Input data.
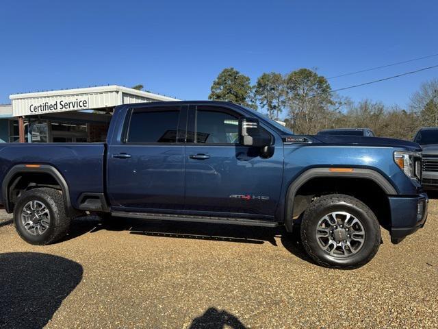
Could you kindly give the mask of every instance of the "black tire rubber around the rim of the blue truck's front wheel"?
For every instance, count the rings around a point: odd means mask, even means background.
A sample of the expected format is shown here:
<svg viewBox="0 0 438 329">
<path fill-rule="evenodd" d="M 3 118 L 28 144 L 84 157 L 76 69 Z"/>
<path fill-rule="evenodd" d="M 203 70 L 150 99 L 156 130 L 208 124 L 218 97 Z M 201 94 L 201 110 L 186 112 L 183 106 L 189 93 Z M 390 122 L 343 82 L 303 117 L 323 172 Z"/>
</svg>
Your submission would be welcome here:
<svg viewBox="0 0 438 329">
<path fill-rule="evenodd" d="M 355 216 L 365 230 L 365 241 L 357 254 L 346 258 L 332 256 L 325 252 L 316 237 L 316 228 L 322 217 L 331 212 L 348 212 Z M 381 229 L 374 212 L 355 197 L 342 194 L 324 195 L 315 199 L 302 217 L 300 228 L 302 245 L 307 254 L 324 267 L 356 269 L 368 263 L 376 255 L 381 244 Z"/>
</svg>

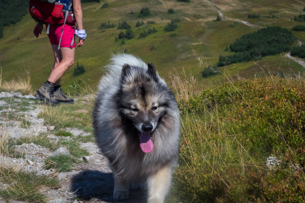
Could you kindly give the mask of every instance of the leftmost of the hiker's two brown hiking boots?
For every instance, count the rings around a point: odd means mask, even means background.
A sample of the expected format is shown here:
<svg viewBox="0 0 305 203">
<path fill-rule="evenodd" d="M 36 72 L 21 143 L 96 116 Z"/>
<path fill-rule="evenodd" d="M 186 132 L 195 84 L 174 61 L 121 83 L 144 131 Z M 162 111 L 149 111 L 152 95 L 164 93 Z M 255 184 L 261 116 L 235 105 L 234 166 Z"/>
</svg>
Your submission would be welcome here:
<svg viewBox="0 0 305 203">
<path fill-rule="evenodd" d="M 58 105 L 59 102 L 53 97 L 54 86 L 45 82 L 35 93 L 35 97 L 39 100 L 45 101 L 47 104 Z"/>
</svg>

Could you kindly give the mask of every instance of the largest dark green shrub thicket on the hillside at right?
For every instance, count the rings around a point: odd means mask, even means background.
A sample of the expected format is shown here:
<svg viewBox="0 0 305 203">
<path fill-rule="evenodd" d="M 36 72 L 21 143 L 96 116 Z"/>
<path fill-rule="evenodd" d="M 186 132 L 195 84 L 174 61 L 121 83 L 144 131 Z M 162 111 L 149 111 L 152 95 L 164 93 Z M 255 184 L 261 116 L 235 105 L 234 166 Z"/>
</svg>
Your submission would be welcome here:
<svg viewBox="0 0 305 203">
<path fill-rule="evenodd" d="M 291 49 L 295 36 L 282 27 L 267 27 L 257 32 L 243 35 L 230 45 L 236 52 L 231 56 L 219 56 L 218 66 L 242 61 L 255 60 L 268 55 L 275 55 Z"/>
</svg>

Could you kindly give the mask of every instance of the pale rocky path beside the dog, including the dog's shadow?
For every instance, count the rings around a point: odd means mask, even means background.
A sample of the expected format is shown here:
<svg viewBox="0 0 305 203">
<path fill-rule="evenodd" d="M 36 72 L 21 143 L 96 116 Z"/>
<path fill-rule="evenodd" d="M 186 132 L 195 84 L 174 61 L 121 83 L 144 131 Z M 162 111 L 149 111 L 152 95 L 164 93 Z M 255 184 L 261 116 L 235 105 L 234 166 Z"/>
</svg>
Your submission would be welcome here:
<svg viewBox="0 0 305 203">
<path fill-rule="evenodd" d="M 0 107 L 2 107 L 0 111 L 0 115 L 2 115 L 0 116 L 0 120 L 2 120 L 0 132 L 2 134 L 0 136 L 8 135 L 9 138 L 16 139 L 21 136 L 34 136 L 41 132 L 47 132 L 48 137 L 51 139 L 62 139 L 52 134 L 54 126 L 48 126 L 44 119 L 38 118 L 39 112 L 42 111 L 41 104 L 32 95 L 23 96 L 20 93 L 2 92 L 0 93 L 0 99 Z M 25 111 L 20 106 L 22 102 L 26 102 L 28 105 Z M 16 115 L 22 115 L 20 118 L 29 121 L 30 126 L 24 127 L 22 122 L 16 121 L 16 119 L 9 119 L 11 115 L 14 115 L 15 118 Z M 77 128 L 67 127 L 65 130 L 71 132 L 74 136 L 87 136 L 90 134 Z M 71 138 L 65 137 L 65 139 Z M 56 175 L 60 181 L 58 188 L 44 189 L 42 191 L 49 203 L 114 202 L 112 197 L 114 180 L 107 166 L 106 158 L 99 153 L 99 148 L 94 141 L 81 143 L 81 147 L 88 150 L 90 156 L 82 157 L 81 160 L 86 161 L 86 163 L 81 162 L 70 172 L 58 173 L 53 169 L 45 170 L 43 161 L 48 156 L 51 156 L 53 151 L 33 143 L 23 143 L 12 147 L 14 150 L 25 153 L 24 159 L 2 156 L 0 157 L 0 164 L 5 167 L 16 167 L 19 170 L 34 172 L 38 175 Z M 129 199 L 121 202 L 146 202 L 145 199 L 144 190 L 136 191 L 130 188 Z M 4 202 L 4 199 L 0 196 L 1 202 Z M 22 201 L 11 202 L 22 203 Z"/>
</svg>

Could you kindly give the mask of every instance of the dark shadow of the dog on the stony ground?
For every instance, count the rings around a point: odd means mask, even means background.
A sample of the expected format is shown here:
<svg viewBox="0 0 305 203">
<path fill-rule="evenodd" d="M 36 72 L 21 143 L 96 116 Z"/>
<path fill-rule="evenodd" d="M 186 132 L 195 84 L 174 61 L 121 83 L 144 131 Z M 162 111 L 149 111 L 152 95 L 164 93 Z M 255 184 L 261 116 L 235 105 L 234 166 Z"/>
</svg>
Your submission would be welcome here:
<svg viewBox="0 0 305 203">
<path fill-rule="evenodd" d="M 71 178 L 70 191 L 74 192 L 82 200 L 92 198 L 107 202 L 113 200 L 114 178 L 112 173 L 104 173 L 98 170 L 84 170 Z M 145 190 L 132 190 L 129 188 L 128 200 L 123 202 L 146 202 Z"/>
</svg>

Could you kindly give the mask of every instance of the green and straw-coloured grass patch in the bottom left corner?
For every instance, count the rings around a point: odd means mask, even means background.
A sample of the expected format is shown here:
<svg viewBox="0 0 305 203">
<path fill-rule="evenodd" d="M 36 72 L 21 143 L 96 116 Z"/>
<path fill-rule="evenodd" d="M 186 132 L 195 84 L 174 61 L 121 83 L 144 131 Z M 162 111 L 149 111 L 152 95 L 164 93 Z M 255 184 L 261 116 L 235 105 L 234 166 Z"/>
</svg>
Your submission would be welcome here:
<svg viewBox="0 0 305 203">
<path fill-rule="evenodd" d="M 45 195 L 41 194 L 41 187 L 56 187 L 56 177 L 38 176 L 34 173 L 0 168 L 0 182 L 6 184 L 1 187 L 0 195 L 6 201 L 19 200 L 26 202 L 45 202 Z"/>
</svg>

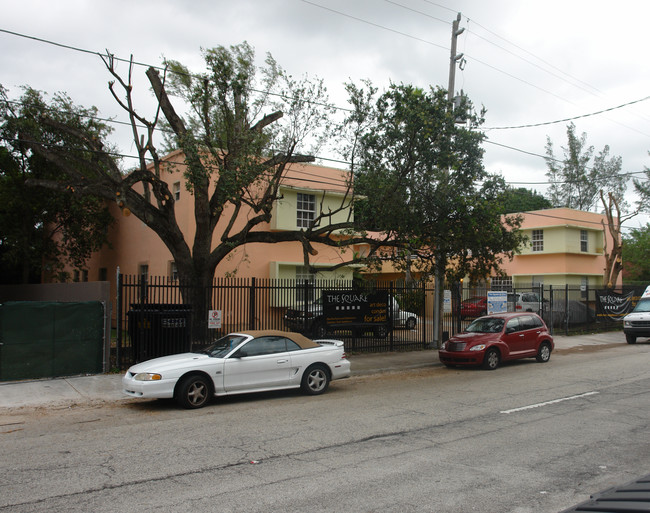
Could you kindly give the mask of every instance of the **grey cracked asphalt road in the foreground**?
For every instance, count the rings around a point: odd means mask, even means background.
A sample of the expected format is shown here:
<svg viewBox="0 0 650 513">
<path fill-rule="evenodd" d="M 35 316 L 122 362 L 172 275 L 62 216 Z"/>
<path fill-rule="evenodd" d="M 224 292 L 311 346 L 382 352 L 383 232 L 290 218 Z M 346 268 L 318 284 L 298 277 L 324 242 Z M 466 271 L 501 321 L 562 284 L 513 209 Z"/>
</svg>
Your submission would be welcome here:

Task brief. Where an entry holds a picture, drop it and transcribe everything else exactly.

Task output.
Could you kindly give the mask of every instance of the "black tire rubber around the rim of the blue truck's front wheel"?
For every instance, count the rings around a point: odd means mask, even means background.
A sample of the expected format is shown here:
<svg viewBox="0 0 438 329">
<path fill-rule="evenodd" d="M 3 118 L 28 144 L 84 157 L 76 69 Z"/>
<path fill-rule="evenodd" d="M 203 70 L 150 99 L 156 130 L 208 124 L 218 97 Z M 201 94 L 201 110 L 186 112 L 183 106 L 189 93 Z M 390 122 L 343 82 L 303 117 L 323 172 Z"/>
</svg>
Your submission would be welcome here:
<svg viewBox="0 0 438 329">
<path fill-rule="evenodd" d="M 355 216 L 365 230 L 365 241 L 357 254 L 346 258 L 332 256 L 325 252 L 316 237 L 316 228 L 322 217 L 331 212 L 348 212 Z M 381 229 L 374 212 L 355 197 L 342 194 L 324 195 L 315 199 L 302 217 L 300 228 L 302 245 L 307 254 L 324 267 L 356 269 L 368 263 L 376 255 L 381 244 Z"/>
</svg>

Could you kindly give the mask of every instance of the leftmost of the hiker's two brown hiking boots?
For every instance, count the rings around a point: odd means mask, even means background.
A sample of the expected format is shown here:
<svg viewBox="0 0 305 203">
<path fill-rule="evenodd" d="M 36 72 L 21 143 L 96 116 Z"/>
<path fill-rule="evenodd" d="M 186 132 L 195 84 L 174 61 L 121 83 L 144 131 Z M 162 111 L 149 111 L 152 95 L 164 93 Z M 255 184 L 261 116 L 235 105 L 234 166 Z"/>
</svg>
Your submission would be welcome here:
<svg viewBox="0 0 305 203">
<path fill-rule="evenodd" d="M 58 105 L 59 102 L 53 97 L 54 86 L 45 82 L 35 93 L 35 97 L 39 100 L 45 101 L 47 104 Z"/>
</svg>

Could you kindly give the mask of every instance of the largest dark green shrub thicket on the hillside at right?
For every instance, count the rings around a point: odd means mask, even means background.
A sample of the expected format is shown here:
<svg viewBox="0 0 305 203">
<path fill-rule="evenodd" d="M 36 72 L 21 143 L 96 116 Z"/>
<path fill-rule="evenodd" d="M 186 132 L 195 84 L 174 61 L 121 83 L 144 131 Z M 162 111 L 149 111 L 152 95 L 164 93 Z M 255 184 L 261 116 L 235 105 L 234 166 Z"/>
</svg>
Your submission would be welcome here:
<svg viewBox="0 0 305 203">
<path fill-rule="evenodd" d="M 291 49 L 295 36 L 282 27 L 267 27 L 257 32 L 243 35 L 230 45 L 236 52 L 231 56 L 219 56 L 218 66 L 242 61 L 255 60 L 268 55 L 275 55 Z"/>
</svg>

Could you kindly give the mask of every instance of the pale rocky path beside the dog, including the dog's shadow?
For every instance, count the rings around a point: odd means mask, even means background.
A sample of the expected format is shown here:
<svg viewBox="0 0 305 203">
<path fill-rule="evenodd" d="M 36 72 L 21 143 L 96 116 Z"/>
<path fill-rule="evenodd" d="M 186 132 L 195 84 L 174 61 L 121 83 L 144 131 Z M 162 111 L 149 111 L 152 95 L 164 93 Z M 255 184 L 261 116 L 235 105 L 234 166 Z"/>
</svg>
Your submission would be welcome here:
<svg viewBox="0 0 305 203">
<path fill-rule="evenodd" d="M 0 107 L 2 107 L 0 111 L 0 115 L 2 115 L 0 116 L 0 120 L 2 120 L 0 132 L 2 134 L 0 136 L 8 135 L 9 138 L 16 139 L 21 136 L 34 136 L 41 132 L 47 132 L 48 137 L 51 139 L 62 139 L 52 134 L 54 126 L 48 126 L 44 119 L 38 118 L 39 112 L 42 111 L 41 104 L 32 95 L 23 96 L 20 93 L 2 92 L 0 93 L 0 99 Z M 25 111 L 20 106 L 22 102 L 26 102 L 28 105 Z M 16 115 L 22 115 L 20 118 L 29 121 L 30 126 L 24 127 L 22 122 L 16 121 L 16 119 L 9 119 L 11 115 L 14 115 L 15 118 Z M 77 128 L 67 127 L 65 130 L 71 132 L 74 136 L 87 136 L 90 134 Z M 71 138 L 65 137 L 65 139 Z M 56 175 L 60 181 L 58 188 L 44 189 L 42 191 L 49 203 L 114 202 L 112 197 L 114 180 L 107 166 L 106 158 L 99 153 L 99 148 L 94 141 L 81 143 L 81 147 L 88 150 L 90 156 L 82 157 L 81 160 L 86 161 L 86 163 L 81 162 L 70 172 L 58 173 L 53 169 L 45 170 L 43 161 L 48 156 L 51 156 L 53 151 L 33 143 L 23 143 L 12 147 L 14 150 L 25 153 L 24 159 L 2 156 L 0 157 L 0 164 L 5 167 L 16 167 L 19 170 L 34 172 L 38 175 Z M 129 199 L 121 202 L 146 202 L 145 199 L 144 190 L 136 191 L 130 188 Z M 4 202 L 4 199 L 0 196 L 1 202 Z M 22 201 L 11 202 L 22 203 Z"/>
</svg>

Could you kindly give the mask of every instance of the dark shadow of the dog on the stony ground?
For every instance, count the rings around a point: odd means mask, even means background.
A sample of the expected format is shown here:
<svg viewBox="0 0 305 203">
<path fill-rule="evenodd" d="M 36 72 L 21 143 L 96 116 Z"/>
<path fill-rule="evenodd" d="M 186 132 L 195 84 L 174 61 L 121 83 L 144 131 Z M 162 111 L 149 111 L 152 95 L 164 93 Z M 255 184 L 261 116 L 235 105 L 234 166 Z"/>
</svg>
Your submission would be welcome here:
<svg viewBox="0 0 305 203">
<path fill-rule="evenodd" d="M 71 178 L 70 191 L 74 192 L 82 200 L 92 198 L 107 202 L 113 200 L 114 178 L 112 173 L 104 173 L 98 170 L 84 170 Z M 145 190 L 132 190 L 129 188 L 128 200 L 123 202 L 146 202 Z"/>
</svg>

Could you kindly give the mask of every instance of the green and straw-coloured grass patch in the bottom left corner?
For every instance, count the rings around a point: odd means mask, even means background.
A sample of the expected format is shown here:
<svg viewBox="0 0 305 203">
<path fill-rule="evenodd" d="M 36 72 L 21 143 L 96 116 Z"/>
<path fill-rule="evenodd" d="M 186 132 L 195 84 L 174 61 L 121 83 L 144 131 Z M 162 111 L 149 111 L 152 95 L 164 93 Z M 255 184 L 261 116 L 235 105 L 234 166 Z"/>
</svg>
Your submission would be welcome here:
<svg viewBox="0 0 305 203">
<path fill-rule="evenodd" d="M 45 195 L 41 194 L 41 187 L 56 187 L 56 177 L 38 176 L 34 173 L 0 168 L 0 182 L 6 184 L 1 187 L 0 195 L 6 201 L 19 200 L 26 202 L 45 202 Z"/>
</svg>

Could you kindly give the mask of every instance of the **grey cracked asphalt road in the foreground**?
For every instance, count the rings around a point: odd means mask, even means background.
A sample of the expected format is shown here:
<svg viewBox="0 0 650 513">
<path fill-rule="evenodd" d="M 35 316 L 122 362 L 172 275 L 62 216 Z"/>
<path fill-rule="evenodd" d="M 224 292 L 311 346 L 382 352 L 383 232 L 290 218 Z M 346 268 L 318 284 L 298 277 L 324 242 Z M 466 271 L 501 321 L 562 284 L 513 209 Z"/>
</svg>
Your submission would be welcome here:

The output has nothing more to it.